● **SET PROBLEM**:
Transcribe, word for word, the stretch of the post about love in marriage that begins at "Truthfully I don't" and ends with "life. It's boring.".

● **PASSAGE GIVEN**:

I reject the premise, mostly because there is no way to qualify it.

So given what an audience for an Oprah branded website and the a Disney like expectation of marriage and love, I suspect what is meant by "love more then his wife" is really -

_does more things for her._
or_ 
lets her get away with poor behavior more then she would let him do so._

This is a transactional idea of love and to be blunt I believe that way of thinking is crap. Just as much for the person who thinks they want it as the person who is giving it. It usually leads to entitlement and or disillusionment.

Men who love that way usually fall into the category of the White Knights. Thing is, in the end the Knight doesn't get the girl the Prince does. The Knight gets the Dragon and ends up burned if not killed. I think if you do behave like that you run the risk of being replaced because you wife very likely will become disillusioned. The reason for that is because that kind of love is inauthentic. It's really about insecurities and covert deals. It's - "if I do all this stuff for you and keep my mouth shut then you HAVE to stay with me".

To be timely I wonder if Will Smith fits into this category. His behavior in the last few years does. Seems to me his wife treats the guys who don't much better.

Truthfully I don't believe anyone even the women reading these articles want this (assuming they are mentally healthy which is probably a dumb assumption). Now they may not know better though so they may think they do. The problem with this kind of love is it's not real. It's self focus in the sense that it's motivation is about self preservation or avoiding conflict. It's static, it has no life. It's boring.

Eventually the other person in the relationship catches on and grows tired of it, because it doesn't come with any challenge or value. Something that is given away always seems less valuable then something that is hard won. Unfortunately what happens to a lot of guys like this is their wife meets a man who doesn't treat her like this and just the genuine authenticity is attractive to her. The wives who are moral just become discontent but also start to resent there husbands. If this guy is also immoral they end up cheating together. The irony is that guy isn't authentic either, and his "love" is just as self motivated. For the women in this situation her real problem is that she is unable to identify authenticity. Her picker is broken. Not to mention a lot of other stuff that I won't get into in this post. Thinking like this or reading blogs like this would have been a red flag to me when I was dating. It's a very childish way of thinking about the world and marriage.

Besides I don't think I would be that appealing, because I am hard won. However my wife has the most character of any person I know. She suffers fools lightly and takes her life seriously. She is also hard won. Because of that we have a dynamic and authentic relationship. Partly because we both have expectations of the other. In fact I have friends that have a dynamic that is much closer to the Oprah kind and my wife has thanked me on more then one occasion for not being like that. One of the best complements I ever got when talking about a friend of mine who is always "yes dear" was, "I could never be married to someone like that, they are just to weak for me." Essentially, thanks for challenging me and not letting me run all over you. The truth is a different man might.

● **PROVIDED MATERIAL**:
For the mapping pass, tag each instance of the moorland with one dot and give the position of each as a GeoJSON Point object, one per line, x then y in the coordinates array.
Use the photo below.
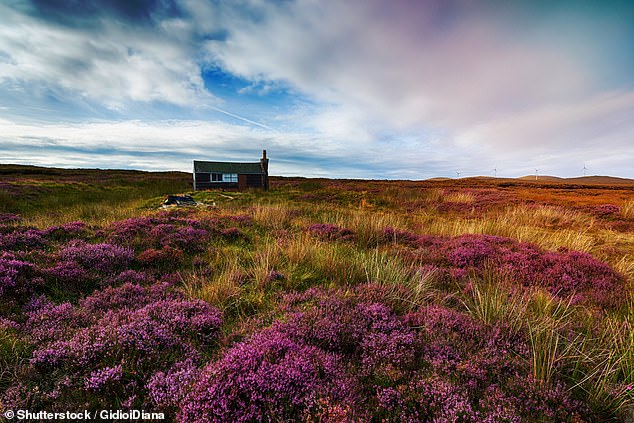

● **FINISHED TASK**:
Truthfully I don't believe anyone even the women reading these articles want this (assuming they are mentally healthy which is probably a dumb assumption). Now they may not know better though so they may think they do. The problem with this kind of love is it's not real. It's self focus in the sense that it's motivation is about self preservation or avoiding conflict. It's static, it has no life. It's boring.